** start of Extract provided **

I wanted to move in with my dad and continue on at Hanover Junior High where I had had my first happy school year ever. Next fall, in eighth grade, maybe I’d get the nerve to write to Dave and see if he could ever like me again, and maybe Mom would get back together with Ray and settle down. No maybes, it was out of the question. It would have interfered too much with my father’s work. With that door slammed, it may surprise some fans of Holden Caulfield, hater of prep schools, but at age twelve I was packed off to boarding school for the remainder of my “childhood.” There was no room at either of my parents’ for me to grow up any more.
PART THREE
BEYOND CORNISH
And moving thro’ a mirror clear
That hangs before her all the year,
Shadows of the world appear.
There she sees the highway near
Winding down to Camelot.
—“The Lady of Shalott,” Alfred, Lord Tennyson
21
Island Redux
While this is often a very stimulating and touching place, I personally suspect that certain children in this world, like your magnificent son Buddy as well as myself, are perhaps best suited to enjoying this privilege only in a dire emergency or when they know great discord in their family life.
—Seymour Glass, “Hapworth 16, 1924”

** end of Extract provided **
** start of Material supplied **

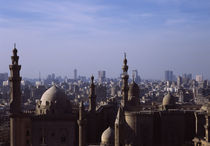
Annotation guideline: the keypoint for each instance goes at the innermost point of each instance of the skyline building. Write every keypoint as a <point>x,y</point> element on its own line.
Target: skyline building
<point>101,76</point>
<point>136,76</point>
<point>169,75</point>
<point>199,78</point>
<point>75,74</point>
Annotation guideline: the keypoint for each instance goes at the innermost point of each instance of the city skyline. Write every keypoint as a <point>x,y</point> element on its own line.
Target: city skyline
<point>90,36</point>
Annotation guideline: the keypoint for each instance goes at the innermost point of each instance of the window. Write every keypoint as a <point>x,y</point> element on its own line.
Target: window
<point>63,139</point>
<point>27,133</point>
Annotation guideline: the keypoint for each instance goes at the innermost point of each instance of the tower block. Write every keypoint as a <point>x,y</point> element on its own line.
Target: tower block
<point>15,100</point>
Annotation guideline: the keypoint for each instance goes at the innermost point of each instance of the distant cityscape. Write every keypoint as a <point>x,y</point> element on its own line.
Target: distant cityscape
<point>114,102</point>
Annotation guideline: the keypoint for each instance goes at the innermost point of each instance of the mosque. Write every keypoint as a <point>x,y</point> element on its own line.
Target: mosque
<point>55,123</point>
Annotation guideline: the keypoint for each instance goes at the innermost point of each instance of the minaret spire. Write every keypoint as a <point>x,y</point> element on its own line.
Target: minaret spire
<point>81,123</point>
<point>15,79</point>
<point>92,96</point>
<point>125,77</point>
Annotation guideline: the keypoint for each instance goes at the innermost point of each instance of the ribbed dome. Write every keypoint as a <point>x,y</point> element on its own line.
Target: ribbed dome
<point>168,100</point>
<point>108,136</point>
<point>53,95</point>
<point>133,90</point>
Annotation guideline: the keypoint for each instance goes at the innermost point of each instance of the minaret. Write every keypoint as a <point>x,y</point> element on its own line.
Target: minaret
<point>125,87</point>
<point>81,122</point>
<point>15,101</point>
<point>15,79</point>
<point>92,96</point>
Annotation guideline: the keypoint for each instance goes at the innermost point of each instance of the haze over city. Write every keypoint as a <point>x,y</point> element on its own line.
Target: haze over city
<point>59,36</point>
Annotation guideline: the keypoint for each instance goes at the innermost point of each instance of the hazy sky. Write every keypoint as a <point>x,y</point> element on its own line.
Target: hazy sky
<point>90,35</point>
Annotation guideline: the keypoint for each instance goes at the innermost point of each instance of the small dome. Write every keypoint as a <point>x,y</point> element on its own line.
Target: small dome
<point>168,100</point>
<point>108,136</point>
<point>53,95</point>
<point>133,90</point>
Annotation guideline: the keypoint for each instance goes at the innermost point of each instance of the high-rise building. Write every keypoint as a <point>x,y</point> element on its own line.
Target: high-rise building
<point>75,74</point>
<point>101,76</point>
<point>199,78</point>
<point>169,75</point>
<point>3,77</point>
<point>179,81</point>
<point>136,77</point>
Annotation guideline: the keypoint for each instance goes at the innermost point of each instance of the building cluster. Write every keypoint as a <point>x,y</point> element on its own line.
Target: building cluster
<point>106,112</point>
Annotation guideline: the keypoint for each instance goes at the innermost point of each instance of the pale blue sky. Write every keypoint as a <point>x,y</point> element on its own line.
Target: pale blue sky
<point>90,35</point>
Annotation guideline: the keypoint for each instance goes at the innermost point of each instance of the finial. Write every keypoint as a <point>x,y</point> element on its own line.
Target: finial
<point>81,105</point>
<point>133,77</point>
<point>125,66</point>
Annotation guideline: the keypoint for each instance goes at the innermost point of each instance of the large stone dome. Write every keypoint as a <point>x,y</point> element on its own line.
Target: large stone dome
<point>107,137</point>
<point>54,101</point>
<point>53,95</point>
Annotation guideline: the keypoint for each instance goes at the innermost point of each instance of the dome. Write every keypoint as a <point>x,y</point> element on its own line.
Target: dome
<point>168,100</point>
<point>133,90</point>
<point>108,136</point>
<point>53,95</point>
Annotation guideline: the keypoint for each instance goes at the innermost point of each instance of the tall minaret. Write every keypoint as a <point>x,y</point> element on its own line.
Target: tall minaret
<point>81,122</point>
<point>15,79</point>
<point>125,87</point>
<point>92,96</point>
<point>15,101</point>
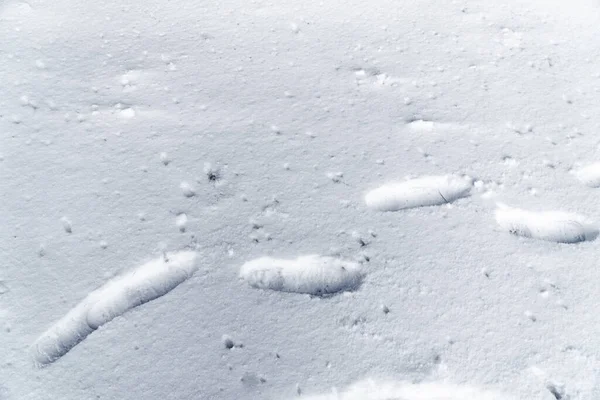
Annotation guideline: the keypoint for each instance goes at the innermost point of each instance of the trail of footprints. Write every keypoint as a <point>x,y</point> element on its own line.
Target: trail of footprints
<point>313,274</point>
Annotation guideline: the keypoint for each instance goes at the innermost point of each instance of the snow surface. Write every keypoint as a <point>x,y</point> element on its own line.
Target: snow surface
<point>312,274</point>
<point>247,129</point>
<point>382,390</point>
<point>419,192</point>
<point>555,226</point>
<point>136,287</point>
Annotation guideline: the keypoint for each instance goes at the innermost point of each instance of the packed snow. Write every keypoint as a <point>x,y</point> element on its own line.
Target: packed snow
<point>312,274</point>
<point>418,192</point>
<point>326,191</point>
<point>136,287</point>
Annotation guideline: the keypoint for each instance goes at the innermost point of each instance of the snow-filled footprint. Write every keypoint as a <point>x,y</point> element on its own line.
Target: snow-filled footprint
<point>141,285</point>
<point>313,274</point>
<point>589,175</point>
<point>419,192</point>
<point>382,390</point>
<point>554,226</point>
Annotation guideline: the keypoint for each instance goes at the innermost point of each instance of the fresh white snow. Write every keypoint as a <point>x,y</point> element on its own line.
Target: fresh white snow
<point>554,226</point>
<point>371,389</point>
<point>138,286</point>
<point>240,131</point>
<point>312,274</point>
<point>418,192</point>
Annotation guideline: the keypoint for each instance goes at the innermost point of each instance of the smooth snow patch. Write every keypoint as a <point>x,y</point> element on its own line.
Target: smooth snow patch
<point>312,274</point>
<point>590,175</point>
<point>141,285</point>
<point>419,192</point>
<point>374,390</point>
<point>554,226</point>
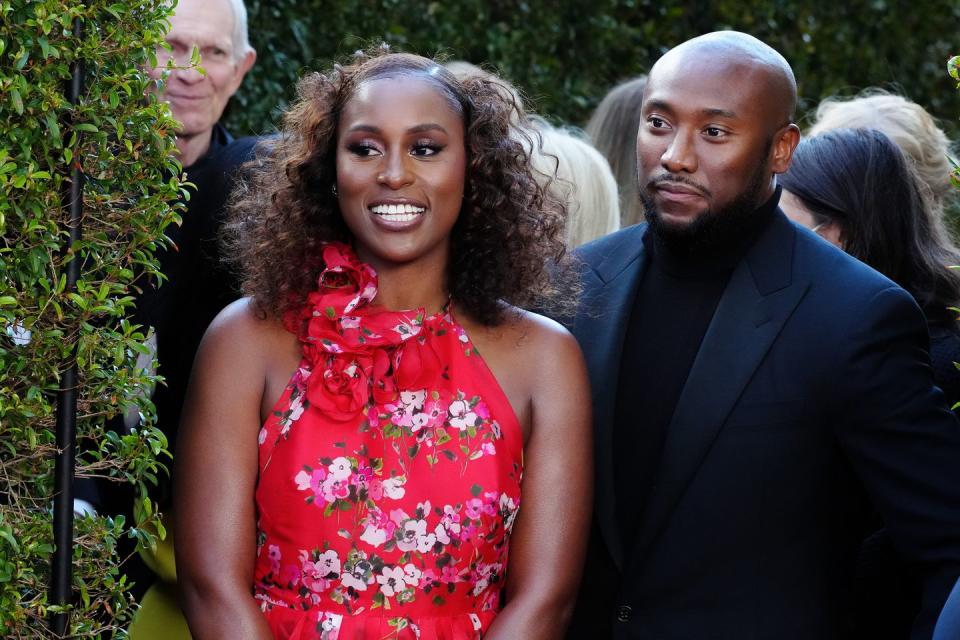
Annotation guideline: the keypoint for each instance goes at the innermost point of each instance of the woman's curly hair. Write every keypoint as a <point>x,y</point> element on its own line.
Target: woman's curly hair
<point>506,246</point>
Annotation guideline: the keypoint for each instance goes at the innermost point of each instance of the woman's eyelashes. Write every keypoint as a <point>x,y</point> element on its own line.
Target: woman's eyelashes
<point>420,148</point>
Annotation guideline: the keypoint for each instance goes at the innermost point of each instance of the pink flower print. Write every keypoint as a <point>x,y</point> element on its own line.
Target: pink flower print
<point>418,421</point>
<point>350,322</point>
<point>436,411</point>
<point>467,532</point>
<point>391,581</point>
<point>411,574</point>
<point>333,489</point>
<point>318,574</point>
<point>413,400</point>
<point>450,520</point>
<point>289,575</point>
<point>425,543</point>
<point>474,508</point>
<point>329,624</point>
<point>441,534</point>
<point>358,576</point>
<point>481,410</point>
<point>393,487</point>
<point>409,534</point>
<point>273,552</point>
<point>449,574</point>
<point>428,577</point>
<point>374,535</point>
<point>340,468</point>
<point>312,480</point>
<point>461,417</point>
<point>375,489</point>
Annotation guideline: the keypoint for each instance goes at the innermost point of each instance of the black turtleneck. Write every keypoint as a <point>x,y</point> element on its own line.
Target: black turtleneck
<point>676,299</point>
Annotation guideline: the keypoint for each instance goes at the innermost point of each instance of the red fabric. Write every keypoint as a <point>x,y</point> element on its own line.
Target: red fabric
<point>389,474</point>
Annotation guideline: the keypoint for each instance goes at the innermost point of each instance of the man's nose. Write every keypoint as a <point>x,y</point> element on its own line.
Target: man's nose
<point>680,155</point>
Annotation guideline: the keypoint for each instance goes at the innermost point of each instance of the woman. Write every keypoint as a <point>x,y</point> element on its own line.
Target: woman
<point>613,129</point>
<point>855,188</point>
<point>385,241</point>
<point>570,168</point>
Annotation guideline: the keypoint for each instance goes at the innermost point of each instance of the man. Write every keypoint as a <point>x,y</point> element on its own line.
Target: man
<point>753,386</point>
<point>197,286</point>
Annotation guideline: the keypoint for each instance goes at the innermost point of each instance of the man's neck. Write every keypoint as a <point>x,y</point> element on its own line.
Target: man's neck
<point>193,147</point>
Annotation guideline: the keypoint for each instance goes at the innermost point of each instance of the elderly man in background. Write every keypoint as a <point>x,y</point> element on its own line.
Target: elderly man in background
<point>197,286</point>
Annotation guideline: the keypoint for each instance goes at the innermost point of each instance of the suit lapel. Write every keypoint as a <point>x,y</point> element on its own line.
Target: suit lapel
<point>609,290</point>
<point>759,299</point>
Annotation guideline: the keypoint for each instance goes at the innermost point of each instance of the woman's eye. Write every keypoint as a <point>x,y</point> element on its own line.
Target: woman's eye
<point>362,149</point>
<point>424,149</point>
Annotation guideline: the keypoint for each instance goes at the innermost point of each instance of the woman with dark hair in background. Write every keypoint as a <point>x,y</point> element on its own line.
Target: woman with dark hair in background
<point>855,188</point>
<point>387,243</point>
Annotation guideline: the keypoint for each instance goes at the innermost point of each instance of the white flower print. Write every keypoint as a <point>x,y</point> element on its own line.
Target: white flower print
<point>374,536</point>
<point>461,417</point>
<point>391,581</point>
<point>393,487</point>
<point>411,574</point>
<point>339,468</point>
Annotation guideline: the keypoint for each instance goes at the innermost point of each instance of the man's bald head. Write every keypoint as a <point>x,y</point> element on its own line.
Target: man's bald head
<point>715,129</point>
<point>741,53</point>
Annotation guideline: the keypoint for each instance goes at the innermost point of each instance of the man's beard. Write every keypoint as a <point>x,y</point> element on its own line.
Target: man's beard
<point>713,229</point>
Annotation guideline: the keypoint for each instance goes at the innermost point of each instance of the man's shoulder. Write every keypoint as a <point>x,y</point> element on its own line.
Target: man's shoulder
<point>613,250</point>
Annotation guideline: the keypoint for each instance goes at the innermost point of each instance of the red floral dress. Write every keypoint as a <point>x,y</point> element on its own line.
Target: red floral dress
<point>389,474</point>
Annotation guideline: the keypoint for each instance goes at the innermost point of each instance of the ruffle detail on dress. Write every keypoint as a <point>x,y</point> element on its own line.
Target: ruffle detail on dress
<point>354,349</point>
<point>319,625</point>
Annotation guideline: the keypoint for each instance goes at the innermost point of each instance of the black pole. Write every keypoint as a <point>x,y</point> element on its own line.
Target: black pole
<point>61,574</point>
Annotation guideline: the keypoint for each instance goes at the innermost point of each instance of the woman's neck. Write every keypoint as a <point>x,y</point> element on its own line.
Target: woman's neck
<point>411,286</point>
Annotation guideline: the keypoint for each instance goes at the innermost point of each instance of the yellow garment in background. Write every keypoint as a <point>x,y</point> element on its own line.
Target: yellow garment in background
<point>160,616</point>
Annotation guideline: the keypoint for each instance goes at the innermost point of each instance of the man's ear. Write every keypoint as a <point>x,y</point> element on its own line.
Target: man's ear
<point>784,143</point>
<point>243,66</point>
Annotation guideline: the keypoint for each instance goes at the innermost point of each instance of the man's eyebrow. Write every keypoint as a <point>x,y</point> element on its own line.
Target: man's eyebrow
<point>723,113</point>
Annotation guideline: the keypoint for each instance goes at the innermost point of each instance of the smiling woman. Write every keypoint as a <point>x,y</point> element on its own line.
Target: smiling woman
<point>362,462</point>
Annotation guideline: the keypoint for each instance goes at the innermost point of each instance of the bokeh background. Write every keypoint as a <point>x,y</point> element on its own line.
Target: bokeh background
<point>566,54</point>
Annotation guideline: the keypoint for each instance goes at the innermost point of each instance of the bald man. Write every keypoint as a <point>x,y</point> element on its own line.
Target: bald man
<point>757,392</point>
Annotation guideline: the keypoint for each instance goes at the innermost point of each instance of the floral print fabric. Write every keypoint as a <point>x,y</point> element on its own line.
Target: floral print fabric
<point>389,473</point>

** end of Material supplied **

Please copy the section of the boarding-school memoir word for word, from the words "There she sees" through the words "their family life.".

There she sees the highway near
Winding down to Camelot.
—“The Lady of Shalott,” Alfred, Lord Tennyson
21
Island Redux
While this is often a very stimulating and touching place, I personally suspect that certain children in this world, like your magnificent son Buddy as well as myself, are perhaps best suited to enjoying this privilege only in a dire emergency or when they know great discord in their family life.